■ **Objective**
Reproduce the records below word for word, leaving out the pictures.

--- START Excerpted data ---

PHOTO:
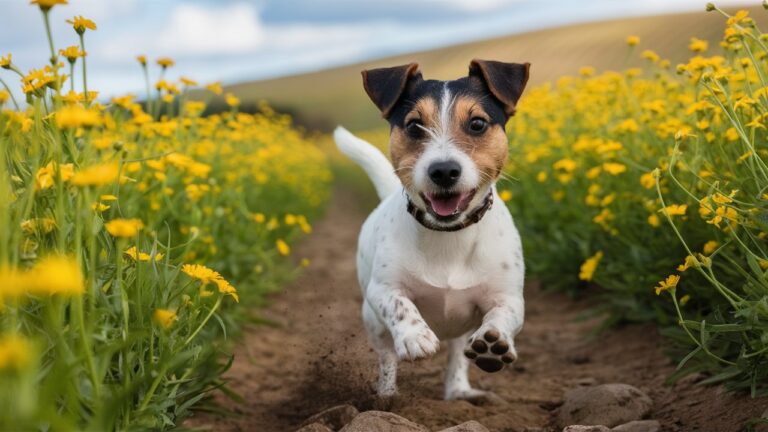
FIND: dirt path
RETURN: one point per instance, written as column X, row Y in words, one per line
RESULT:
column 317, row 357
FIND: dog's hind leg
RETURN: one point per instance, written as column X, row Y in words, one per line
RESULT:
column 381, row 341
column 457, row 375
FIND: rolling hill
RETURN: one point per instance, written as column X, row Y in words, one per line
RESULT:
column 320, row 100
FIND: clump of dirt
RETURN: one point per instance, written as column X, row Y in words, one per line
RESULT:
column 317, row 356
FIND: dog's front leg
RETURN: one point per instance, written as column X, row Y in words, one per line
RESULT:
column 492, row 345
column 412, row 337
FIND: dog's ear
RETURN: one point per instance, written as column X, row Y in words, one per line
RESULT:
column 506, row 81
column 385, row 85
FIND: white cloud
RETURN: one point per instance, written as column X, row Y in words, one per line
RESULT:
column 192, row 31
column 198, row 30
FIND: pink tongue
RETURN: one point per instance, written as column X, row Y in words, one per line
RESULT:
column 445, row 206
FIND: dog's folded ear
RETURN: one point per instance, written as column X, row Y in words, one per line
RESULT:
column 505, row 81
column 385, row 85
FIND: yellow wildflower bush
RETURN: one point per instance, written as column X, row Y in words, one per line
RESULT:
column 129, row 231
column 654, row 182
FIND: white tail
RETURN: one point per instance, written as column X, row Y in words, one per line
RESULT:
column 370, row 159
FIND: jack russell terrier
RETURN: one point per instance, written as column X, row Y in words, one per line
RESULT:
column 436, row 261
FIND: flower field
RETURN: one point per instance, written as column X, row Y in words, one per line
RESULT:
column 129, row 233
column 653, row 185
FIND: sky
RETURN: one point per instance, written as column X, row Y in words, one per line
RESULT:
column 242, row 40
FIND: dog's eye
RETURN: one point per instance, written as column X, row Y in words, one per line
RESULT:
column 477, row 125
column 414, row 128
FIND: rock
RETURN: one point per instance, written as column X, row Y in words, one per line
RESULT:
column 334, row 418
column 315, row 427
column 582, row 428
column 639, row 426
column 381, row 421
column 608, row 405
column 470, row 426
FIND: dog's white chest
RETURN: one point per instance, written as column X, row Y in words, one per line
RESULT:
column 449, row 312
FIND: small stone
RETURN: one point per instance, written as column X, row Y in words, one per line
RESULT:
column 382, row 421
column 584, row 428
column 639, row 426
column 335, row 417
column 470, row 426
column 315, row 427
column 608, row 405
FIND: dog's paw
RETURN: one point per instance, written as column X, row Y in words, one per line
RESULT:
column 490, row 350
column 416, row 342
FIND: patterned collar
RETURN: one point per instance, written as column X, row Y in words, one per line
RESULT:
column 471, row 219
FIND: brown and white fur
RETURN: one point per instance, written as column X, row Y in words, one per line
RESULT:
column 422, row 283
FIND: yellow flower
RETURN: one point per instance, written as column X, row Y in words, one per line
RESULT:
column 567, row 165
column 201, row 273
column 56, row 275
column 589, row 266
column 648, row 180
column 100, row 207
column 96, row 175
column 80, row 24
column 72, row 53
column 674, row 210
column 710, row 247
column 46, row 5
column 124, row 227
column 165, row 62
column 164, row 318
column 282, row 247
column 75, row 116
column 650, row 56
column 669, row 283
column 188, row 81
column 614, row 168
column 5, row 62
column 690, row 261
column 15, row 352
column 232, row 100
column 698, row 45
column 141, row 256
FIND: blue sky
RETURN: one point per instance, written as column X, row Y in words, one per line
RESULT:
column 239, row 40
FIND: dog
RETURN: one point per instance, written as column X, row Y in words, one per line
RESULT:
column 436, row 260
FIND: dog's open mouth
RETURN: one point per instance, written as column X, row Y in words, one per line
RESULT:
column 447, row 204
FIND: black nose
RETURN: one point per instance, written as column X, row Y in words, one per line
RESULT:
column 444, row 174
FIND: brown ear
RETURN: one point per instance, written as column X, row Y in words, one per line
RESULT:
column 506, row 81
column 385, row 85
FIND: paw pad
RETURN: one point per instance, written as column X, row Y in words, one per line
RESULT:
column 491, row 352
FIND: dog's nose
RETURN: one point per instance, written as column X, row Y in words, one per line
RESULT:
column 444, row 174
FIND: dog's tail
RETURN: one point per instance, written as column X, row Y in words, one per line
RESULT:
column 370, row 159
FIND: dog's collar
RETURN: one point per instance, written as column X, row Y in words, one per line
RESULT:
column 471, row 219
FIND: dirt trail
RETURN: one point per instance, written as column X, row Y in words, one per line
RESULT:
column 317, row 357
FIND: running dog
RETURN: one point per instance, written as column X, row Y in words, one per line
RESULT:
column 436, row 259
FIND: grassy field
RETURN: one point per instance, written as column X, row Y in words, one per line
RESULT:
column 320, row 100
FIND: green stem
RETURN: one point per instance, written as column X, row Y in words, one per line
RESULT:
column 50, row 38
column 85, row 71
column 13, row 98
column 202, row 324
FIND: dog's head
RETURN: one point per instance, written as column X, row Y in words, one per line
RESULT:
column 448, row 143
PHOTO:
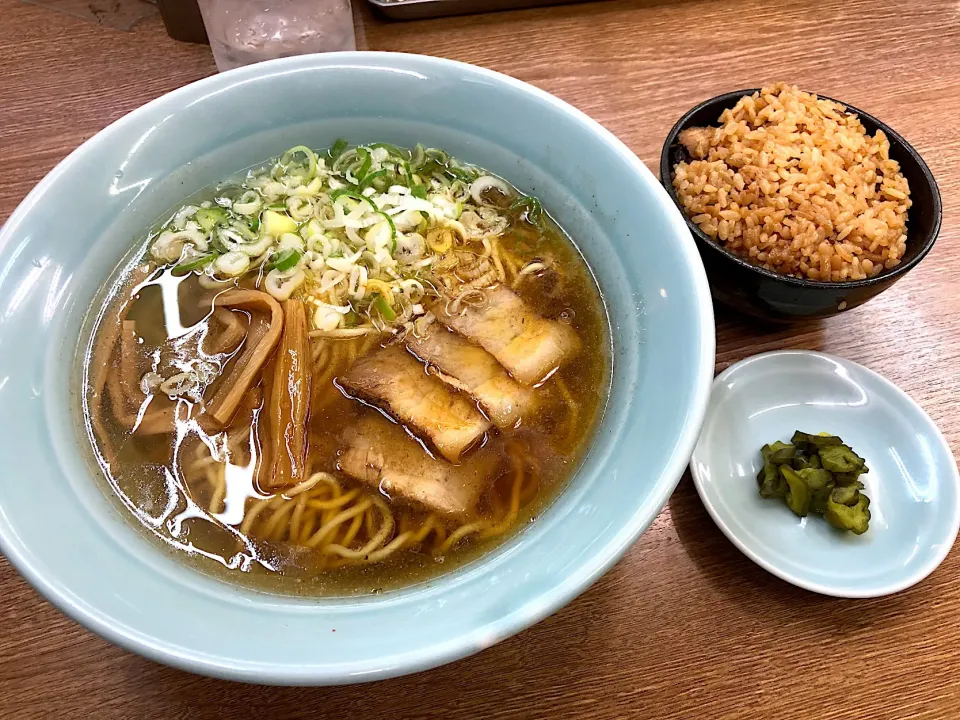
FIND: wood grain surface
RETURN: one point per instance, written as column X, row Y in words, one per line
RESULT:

--- END Excerpted data ---

■ **Complete output**
PHOTO:
FIND: dirt path
RETURN: one point per instance, written as column X, row Y in words, one per line
RESULT:
column 317, row 357
FIND: dog's hind leg
RETURN: one point per instance, written as column X, row Y in words, one per line
RESULT:
column 381, row 341
column 457, row 375
FIND: rolling hill
RETURN: one point per instance, written as column X, row Y in words, one per line
RESULT:
column 320, row 100
FIND: clump of dirt
RETURN: one point per instance, written as column X, row Y in words, one per line
RESULT:
column 317, row 356
FIND: dog's front leg
RETURN: one point per instance, written as column X, row Y in words, one per line
RESULT:
column 492, row 345
column 412, row 337
FIND: dog's ear
RETURN: one point per instance, written as column X, row Y in words, one per line
RESULT:
column 506, row 81
column 385, row 85
FIND: white cloud
RETURN: one point per instance, written as column X, row Y in words, one per line
RESULT:
column 192, row 31
column 198, row 30
FIND: pink tongue
RETURN: one point per instance, written as column X, row Y in words, one per line
RESULT:
column 445, row 206
FIND: dog's folded ear
RETURN: one point per instance, written as column X, row Y in words, one per line
RESULT:
column 505, row 81
column 385, row 85
FIND: yellow wildflower bush
RETURN: one point per instance, written as column X, row Y in words, one per line
RESULT:
column 129, row 231
column 654, row 182
FIND: white tail
RETURN: one point per instance, written as column X, row Y in words, one per line
RESULT:
column 370, row 159
FIND: jack russell terrier
RETURN: one point per instance, written as column X, row Y in words, one per line
RESULT:
column 436, row 261
FIND: flower field
RETURN: one point per instance, written as column X, row Y in words, one per line
RESULT:
column 129, row 233
column 653, row 185
FIND: sky
RETURN: one point per instance, written as column X, row Y in words, one per line
RESULT:
column 242, row 40
FIND: dog's eye
RETURN: one point per instance, written as column X, row Y in words, one per line
RESULT:
column 477, row 125
column 414, row 128
FIND: rock
RETURN: one point per instance, written as column X, row Y in words, one per line
RESULT:
column 334, row 418
column 315, row 427
column 582, row 428
column 639, row 426
column 381, row 421
column 608, row 405
column 470, row 426
FIND: dog's white chest
RETURN: one point per instance, written as column X, row Y in words, one per line
RESULT:
column 449, row 312
FIND: small stone
RETURN: one point per instance, written as column X, row Y in words, one per line
RESULT:
column 382, row 421
column 584, row 428
column 639, row 426
column 335, row 417
column 470, row 426
column 315, row 427
column 608, row 405
FIND: dog's paw
RETURN: one point per instance, written as column X, row Y in words, one per line
RESULT:
column 490, row 350
column 416, row 342
FIND: patterned collar
RETURN: one point per instance, written as column X, row Y in words, one per line
RESULT:
column 471, row 219
FIND: brown and white fur
RETURN: one point per instance, written as column X, row Y in words, one per line
RESULT:
column 422, row 283
FIND: yellow flower
RETURN: one point per instance, written as column X, row Y in words, one per line
RESULT:
column 567, row 165
column 201, row 273
column 56, row 275
column 589, row 266
column 648, row 180
column 100, row 207
column 96, row 175
column 80, row 24
column 72, row 53
column 674, row 210
column 710, row 247
column 46, row 5
column 124, row 227
column 165, row 62
column 164, row 318
column 282, row 247
column 75, row 116
column 650, row 56
column 669, row 283
column 188, row 81
column 614, row 168
column 5, row 62
column 690, row 261
column 15, row 352
column 232, row 100
column 698, row 45
column 141, row 256
FIND: blue sky
RETURN: one point per instance, written as column X, row Y in words, one per line
RESULT:
column 239, row 40
FIND: dog
RETURN: one point per instance, written as column X, row Y in words, one per line
RESULT:
column 436, row 260
FIND: dog's open mouth
RETURN: one point per instance, written as column X, row Y in words, one per line
RESULT:
column 447, row 204
FIND: black nose
RETURN: one point per instance, written as column X, row Y in words, one per line
RESULT:
column 444, row 174
FIND: brown ear
RETURN: one point per instance, written as column X, row Y in words, one per line
RESULT:
column 506, row 81
column 385, row 85
FIND: paw pad
RETURN: one point per instance, written as column X, row Y in words, one per line
RESULT:
column 491, row 352
FIND: dog's nose
RETURN: one point per instance, written as column X, row Y in words, one per line
RESULT:
column 444, row 174
FIND: dog's tail
RETURN: one point per instance, written as column X, row Y in words, one per line
RESULT:
column 370, row 159
FIND: dog's collar
RETURN: one point per instance, written as column X, row Y in words, one per line
RESULT:
column 471, row 219
FIND: dirt trail
RETURN: one point per instance, written as column X, row Y in words, one per line
RESULT:
column 317, row 357
FIND: running dog
RETURN: one point per instance, written as column X, row Y in words, one per line
RESULT:
column 436, row 259
FIND: grassy field
RETURN: one point per instance, written as column X, row Y in words, one per line
RESULT:
column 320, row 100
FIND: green stem
RETURN: one point per instance, written as column X, row Y in words, one per line
RESULT:
column 50, row 38
column 85, row 71
column 13, row 98
column 202, row 324
FIND: dog's head
RETURN: one point per instance, written as column X, row Y in words, one per line
RESULT:
column 448, row 143
PHOTO:
FIND: wood grain surface
RETURN: one point per instance, written as column X, row Y in words, one per line
RESULT:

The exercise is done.